#### PROVIDED DATA ####

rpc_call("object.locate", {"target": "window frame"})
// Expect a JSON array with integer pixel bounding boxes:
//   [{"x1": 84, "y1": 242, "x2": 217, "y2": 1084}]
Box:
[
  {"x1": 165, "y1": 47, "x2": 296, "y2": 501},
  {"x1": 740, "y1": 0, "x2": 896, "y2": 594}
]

####

Update the data above so that "window frame" becomes "door frame", keeping every other line and character the same.

rpc_call("object.locate", {"target": "door frame"})
// Expect a JSON array with integer pixel bounding boxes:
//   [{"x1": 84, "y1": 242, "x2": 217, "y2": 1084}]
Box:
[
  {"x1": 165, "y1": 47, "x2": 296, "y2": 501},
  {"x1": 740, "y1": 0, "x2": 896, "y2": 594}
]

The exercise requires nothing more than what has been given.